[Document excerpt]
CATS is compatible with read access controls. However, violations of confidentiality are not part of the threat model: a CATS server cannot be held accountable for serving reads that violate the policy.
Table 2 lists the components of a CATS service. The accountability properties of the system rest on correct functioning of two core elements.
Asymmetric cryptography. Each actor can sign its requests using at least one asymmetric key pair bound to a principal; the public key is distributed securely to all actors, e.g., using a Public Key Infrastructure (PKI). Digital signatures ensure integrity, authenticity, and non-repudiation of actions.
Secure authentication is the core trust assumption in our system. If keys are compromised, then an actor may be falsely held accountable for actions it did not take. Note, however, that an attacker cannot misrepresent the actions of any actor whose key it does not possess, and any actions it takes with a stolen key can be traced to that key. Even so, a successful attack against a trusted PKI root would open CATS to subversion by the attacker; thus a PKI constitutes a Trusted Computing Base in the traditional sense.

[Record excerpts]
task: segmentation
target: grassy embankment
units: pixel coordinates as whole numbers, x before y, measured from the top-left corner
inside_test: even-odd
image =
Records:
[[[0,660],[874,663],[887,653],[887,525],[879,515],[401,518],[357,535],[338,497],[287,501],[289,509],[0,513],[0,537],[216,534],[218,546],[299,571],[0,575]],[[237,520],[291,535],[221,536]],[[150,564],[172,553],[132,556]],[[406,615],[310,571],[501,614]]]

==

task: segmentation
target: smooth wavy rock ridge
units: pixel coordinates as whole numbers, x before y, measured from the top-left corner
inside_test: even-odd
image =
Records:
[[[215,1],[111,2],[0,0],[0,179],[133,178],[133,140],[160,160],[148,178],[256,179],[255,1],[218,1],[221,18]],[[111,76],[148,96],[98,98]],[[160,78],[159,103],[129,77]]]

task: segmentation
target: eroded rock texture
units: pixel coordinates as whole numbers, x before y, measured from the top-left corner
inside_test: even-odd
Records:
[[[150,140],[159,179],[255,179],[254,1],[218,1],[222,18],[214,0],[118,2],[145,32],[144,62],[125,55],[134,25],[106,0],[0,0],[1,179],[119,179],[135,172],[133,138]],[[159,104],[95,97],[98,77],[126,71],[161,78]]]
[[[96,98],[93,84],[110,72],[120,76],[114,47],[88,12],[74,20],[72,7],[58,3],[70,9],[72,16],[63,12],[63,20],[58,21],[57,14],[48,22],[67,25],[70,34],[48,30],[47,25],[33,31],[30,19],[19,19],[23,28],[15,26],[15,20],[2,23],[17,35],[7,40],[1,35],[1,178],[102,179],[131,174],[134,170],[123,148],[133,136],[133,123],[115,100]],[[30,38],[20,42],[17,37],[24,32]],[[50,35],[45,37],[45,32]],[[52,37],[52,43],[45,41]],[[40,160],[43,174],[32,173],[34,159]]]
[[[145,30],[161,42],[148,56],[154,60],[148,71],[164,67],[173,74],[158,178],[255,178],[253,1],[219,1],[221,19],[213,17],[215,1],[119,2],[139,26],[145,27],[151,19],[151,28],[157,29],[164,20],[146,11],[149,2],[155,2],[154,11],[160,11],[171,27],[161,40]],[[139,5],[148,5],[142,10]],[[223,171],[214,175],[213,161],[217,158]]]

[Challenges]
1 - In the CATS passage, what is named as the core trust assumption of the system?
2 - Reproduce the CATS passage starting at "Asymmetric cryptography. Each" and ending at "non-repudiation of actions.".
Work only from the CATS passage.

[Outputs in order]
1 - Secure authentication.

2 -
Asymmetric cryptography. Each actor can sign its requests using at least one asymmetric key pair bound to a principal; the public key is distributed securely to all actors, e.g., using a Public Key Infrastructure (PKI). Digital signatures ensure integrity, authenticity, and non-repudiation of actions.